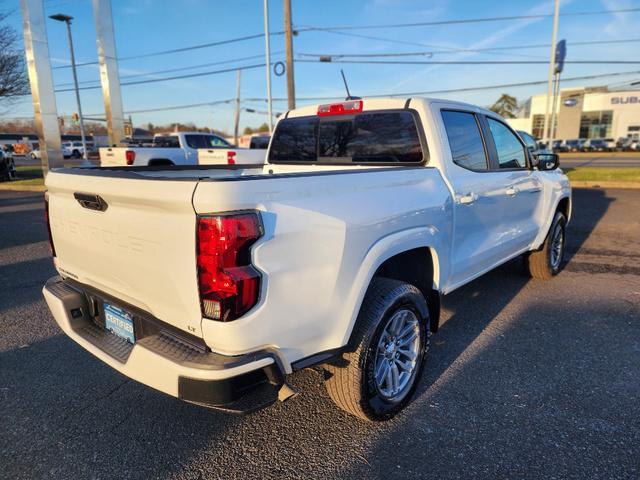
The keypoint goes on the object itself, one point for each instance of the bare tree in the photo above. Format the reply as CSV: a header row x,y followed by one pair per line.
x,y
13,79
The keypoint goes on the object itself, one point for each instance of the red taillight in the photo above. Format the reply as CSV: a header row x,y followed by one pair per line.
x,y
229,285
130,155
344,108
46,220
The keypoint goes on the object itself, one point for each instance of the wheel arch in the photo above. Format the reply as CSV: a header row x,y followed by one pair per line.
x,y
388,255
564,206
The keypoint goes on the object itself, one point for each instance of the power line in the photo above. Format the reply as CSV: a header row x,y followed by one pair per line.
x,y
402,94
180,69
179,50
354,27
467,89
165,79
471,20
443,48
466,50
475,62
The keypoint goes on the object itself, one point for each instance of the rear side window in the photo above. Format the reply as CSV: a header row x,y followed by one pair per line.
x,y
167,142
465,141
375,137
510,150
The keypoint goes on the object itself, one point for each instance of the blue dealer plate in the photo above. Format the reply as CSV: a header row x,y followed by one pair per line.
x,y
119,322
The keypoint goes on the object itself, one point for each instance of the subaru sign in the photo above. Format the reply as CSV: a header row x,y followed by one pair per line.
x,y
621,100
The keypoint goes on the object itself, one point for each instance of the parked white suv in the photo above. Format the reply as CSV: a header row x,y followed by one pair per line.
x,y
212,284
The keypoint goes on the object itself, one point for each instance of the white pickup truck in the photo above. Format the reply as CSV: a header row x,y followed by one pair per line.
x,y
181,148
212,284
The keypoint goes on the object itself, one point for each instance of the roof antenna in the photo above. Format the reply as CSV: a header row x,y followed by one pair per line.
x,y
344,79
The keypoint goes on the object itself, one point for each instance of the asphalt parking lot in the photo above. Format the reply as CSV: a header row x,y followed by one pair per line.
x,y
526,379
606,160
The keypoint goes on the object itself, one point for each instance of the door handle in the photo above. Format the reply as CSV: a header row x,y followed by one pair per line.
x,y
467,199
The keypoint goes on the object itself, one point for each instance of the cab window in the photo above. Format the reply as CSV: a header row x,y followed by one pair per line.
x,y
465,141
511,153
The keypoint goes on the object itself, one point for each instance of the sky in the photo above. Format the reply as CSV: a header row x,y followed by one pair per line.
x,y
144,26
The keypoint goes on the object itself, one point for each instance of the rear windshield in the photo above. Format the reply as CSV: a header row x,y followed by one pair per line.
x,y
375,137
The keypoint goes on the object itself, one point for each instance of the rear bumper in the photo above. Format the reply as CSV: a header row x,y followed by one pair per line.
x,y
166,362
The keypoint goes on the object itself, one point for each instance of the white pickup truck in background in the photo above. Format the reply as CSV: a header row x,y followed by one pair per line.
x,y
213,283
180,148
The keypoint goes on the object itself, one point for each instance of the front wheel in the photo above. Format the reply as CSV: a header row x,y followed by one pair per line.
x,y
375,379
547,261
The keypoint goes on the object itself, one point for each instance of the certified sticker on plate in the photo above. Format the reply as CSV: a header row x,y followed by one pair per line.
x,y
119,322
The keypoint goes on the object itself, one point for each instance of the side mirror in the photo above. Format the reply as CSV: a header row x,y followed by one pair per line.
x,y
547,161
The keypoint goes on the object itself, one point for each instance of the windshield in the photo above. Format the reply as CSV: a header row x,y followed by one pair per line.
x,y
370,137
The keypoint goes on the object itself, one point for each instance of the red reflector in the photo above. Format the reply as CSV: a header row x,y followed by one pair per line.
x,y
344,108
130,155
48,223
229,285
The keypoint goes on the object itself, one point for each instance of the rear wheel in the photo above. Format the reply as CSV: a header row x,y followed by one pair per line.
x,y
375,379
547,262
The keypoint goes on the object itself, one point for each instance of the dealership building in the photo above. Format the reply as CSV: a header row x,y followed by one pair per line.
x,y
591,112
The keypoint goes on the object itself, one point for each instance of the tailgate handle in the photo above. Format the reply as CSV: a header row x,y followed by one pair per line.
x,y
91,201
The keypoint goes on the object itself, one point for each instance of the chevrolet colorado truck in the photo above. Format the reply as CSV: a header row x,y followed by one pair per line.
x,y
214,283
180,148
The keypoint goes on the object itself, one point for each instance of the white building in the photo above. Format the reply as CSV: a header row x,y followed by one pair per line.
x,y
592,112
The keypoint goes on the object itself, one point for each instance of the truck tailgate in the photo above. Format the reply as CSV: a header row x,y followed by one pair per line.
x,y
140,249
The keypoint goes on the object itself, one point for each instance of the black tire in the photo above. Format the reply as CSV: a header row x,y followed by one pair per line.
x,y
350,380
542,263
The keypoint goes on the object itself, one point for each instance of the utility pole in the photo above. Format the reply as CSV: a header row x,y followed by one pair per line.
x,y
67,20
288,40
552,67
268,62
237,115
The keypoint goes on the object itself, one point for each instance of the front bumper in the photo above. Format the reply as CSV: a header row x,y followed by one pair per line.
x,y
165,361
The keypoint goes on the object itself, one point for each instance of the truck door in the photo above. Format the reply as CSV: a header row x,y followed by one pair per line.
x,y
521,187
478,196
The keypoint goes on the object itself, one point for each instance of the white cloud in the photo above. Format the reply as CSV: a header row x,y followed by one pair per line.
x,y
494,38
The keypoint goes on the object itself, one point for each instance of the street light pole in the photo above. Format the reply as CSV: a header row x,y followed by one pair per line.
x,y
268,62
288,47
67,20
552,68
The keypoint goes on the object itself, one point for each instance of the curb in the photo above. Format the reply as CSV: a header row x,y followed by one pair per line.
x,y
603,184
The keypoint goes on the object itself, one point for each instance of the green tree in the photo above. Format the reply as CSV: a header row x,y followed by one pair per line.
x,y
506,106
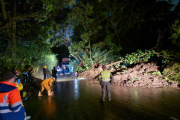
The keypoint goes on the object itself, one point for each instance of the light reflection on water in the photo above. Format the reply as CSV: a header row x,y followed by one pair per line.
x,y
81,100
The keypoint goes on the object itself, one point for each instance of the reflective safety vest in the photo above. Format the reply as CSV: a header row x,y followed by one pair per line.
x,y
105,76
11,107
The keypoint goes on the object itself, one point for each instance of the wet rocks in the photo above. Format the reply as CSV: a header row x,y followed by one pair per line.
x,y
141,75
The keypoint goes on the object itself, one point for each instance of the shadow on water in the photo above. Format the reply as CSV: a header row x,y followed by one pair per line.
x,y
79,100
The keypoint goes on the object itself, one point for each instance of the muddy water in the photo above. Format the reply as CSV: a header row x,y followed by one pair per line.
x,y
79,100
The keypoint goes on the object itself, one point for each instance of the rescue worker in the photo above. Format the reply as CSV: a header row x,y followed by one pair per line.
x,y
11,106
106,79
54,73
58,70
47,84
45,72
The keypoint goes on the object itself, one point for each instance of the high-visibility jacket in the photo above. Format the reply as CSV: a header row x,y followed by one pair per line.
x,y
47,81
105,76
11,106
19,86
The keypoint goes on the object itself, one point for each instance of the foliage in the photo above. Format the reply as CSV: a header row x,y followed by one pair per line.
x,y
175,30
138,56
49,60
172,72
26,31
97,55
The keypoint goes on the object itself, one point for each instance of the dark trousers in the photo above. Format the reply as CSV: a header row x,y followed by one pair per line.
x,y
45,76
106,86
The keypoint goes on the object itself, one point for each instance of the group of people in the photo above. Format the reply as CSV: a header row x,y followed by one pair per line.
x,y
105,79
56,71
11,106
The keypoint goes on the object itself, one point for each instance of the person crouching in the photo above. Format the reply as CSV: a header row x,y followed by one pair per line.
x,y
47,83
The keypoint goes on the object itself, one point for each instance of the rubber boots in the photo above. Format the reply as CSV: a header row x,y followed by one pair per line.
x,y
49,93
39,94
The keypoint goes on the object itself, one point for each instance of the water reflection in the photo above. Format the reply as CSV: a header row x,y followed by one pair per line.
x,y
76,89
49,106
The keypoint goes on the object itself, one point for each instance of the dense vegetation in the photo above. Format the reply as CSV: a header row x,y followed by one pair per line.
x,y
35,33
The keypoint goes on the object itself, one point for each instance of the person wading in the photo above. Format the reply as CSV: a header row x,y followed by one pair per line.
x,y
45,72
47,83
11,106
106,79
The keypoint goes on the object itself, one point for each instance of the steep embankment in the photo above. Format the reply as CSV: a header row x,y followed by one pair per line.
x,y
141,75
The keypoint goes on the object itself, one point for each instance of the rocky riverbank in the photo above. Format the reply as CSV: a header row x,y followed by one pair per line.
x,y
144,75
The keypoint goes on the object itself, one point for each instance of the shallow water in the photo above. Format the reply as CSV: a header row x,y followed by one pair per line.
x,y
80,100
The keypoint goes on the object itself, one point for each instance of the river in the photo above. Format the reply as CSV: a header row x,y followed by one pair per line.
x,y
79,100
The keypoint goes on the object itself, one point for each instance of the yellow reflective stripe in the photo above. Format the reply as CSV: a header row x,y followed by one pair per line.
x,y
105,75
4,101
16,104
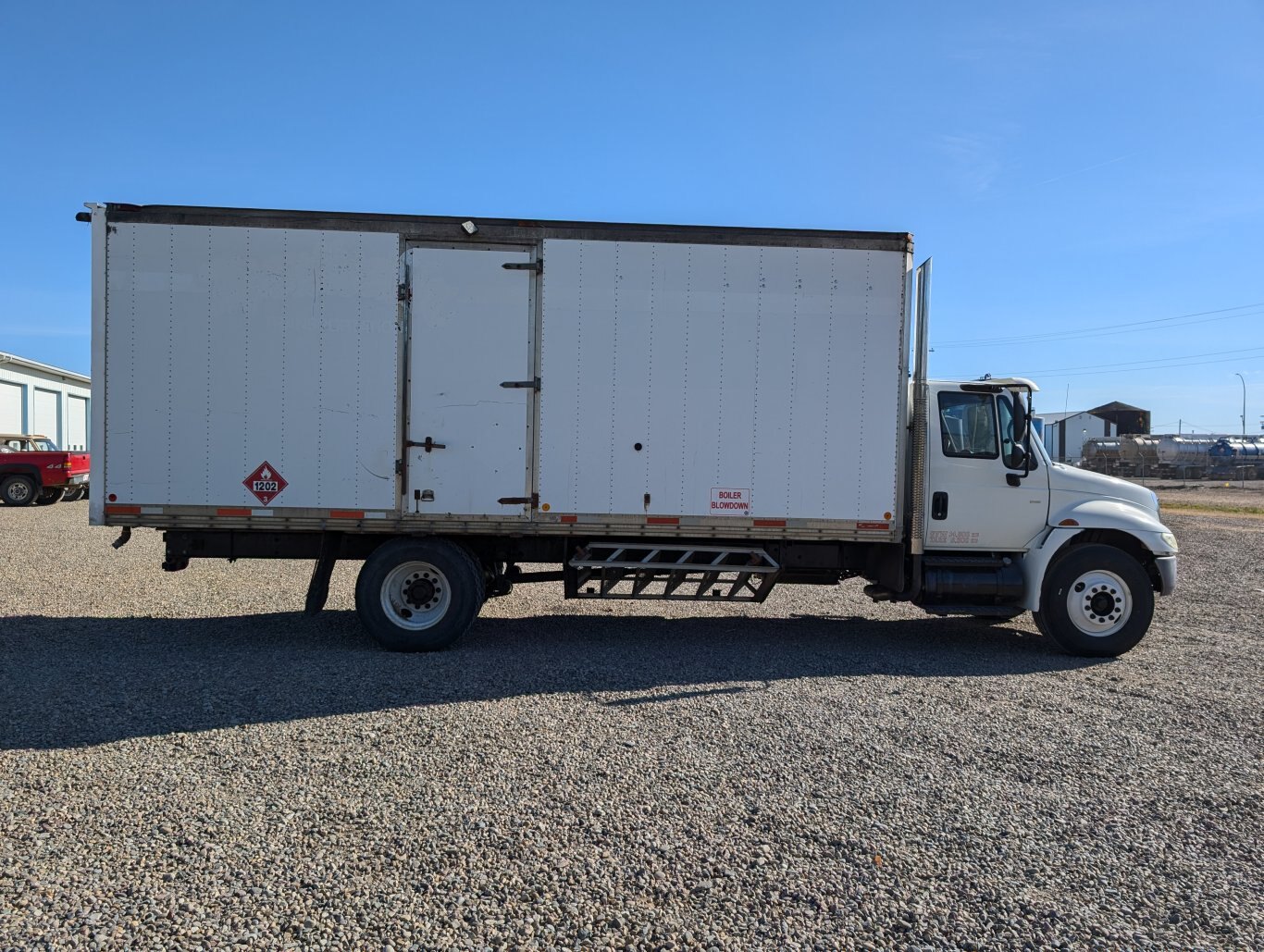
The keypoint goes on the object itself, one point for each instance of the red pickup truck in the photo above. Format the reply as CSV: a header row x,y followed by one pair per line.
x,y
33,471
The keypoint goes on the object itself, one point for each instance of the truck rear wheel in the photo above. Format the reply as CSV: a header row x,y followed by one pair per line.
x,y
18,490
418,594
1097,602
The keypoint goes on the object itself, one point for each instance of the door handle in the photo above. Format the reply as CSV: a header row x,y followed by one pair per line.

Exercise task
Turn the part of the entries above that opens with the line containing "of the shallow" and closes with the final line of the entries into a Markdown table with two columns, Number and Content, one line per row. Skip blank lines, and leave the pictures out of the table.

Response for this exercise
| Number | Content |
|---|---|
| 1 | The keypoint goes on the object itself, one point for each instance of the shallow water in the photo above. Format the reply as CSV: a header row x,y followed by one pair per line. |
| 2 | x,y |
| 3 | 80,100 |
| 4 | The keypoint goes on the object itself, one point for each instance of the river in the photo above. Format the reply as CSV: a header row x,y followed by one pair per line. |
| 5 | x,y |
| 6 | 79,100 |
| 7 | The keypoint goes on the object itself, one point for each instance of the yellow reflective stripe in the photo above. Format the reply as CSV: a header row x,y followed by one pair per line. |
| 8 | x,y |
| 9 | 105,75 |
| 10 | 4,101 |
| 11 | 16,104 |
| 12 | The keypoint goes on the object itself, one point for each instance of the red pickup truck in the photo above. Format the reply as CSV: a header row x,y followed by one pair per line. |
| 13 | x,y |
| 14 | 33,471 |
| 15 | The keypoint goes on the object itself, one point for each instance of the truck rear wheel in the photo above. Format the reply as CSV: a header row x,y followed by one pair per line. |
| 16 | x,y |
| 17 | 18,490 |
| 18 | 418,594 |
| 19 | 1097,602 |
| 20 | The keypoint goes on the object itself, one point for each instance of the door handle in the photo above. Format the reply as CSV: a header row x,y followed by one pair per line. |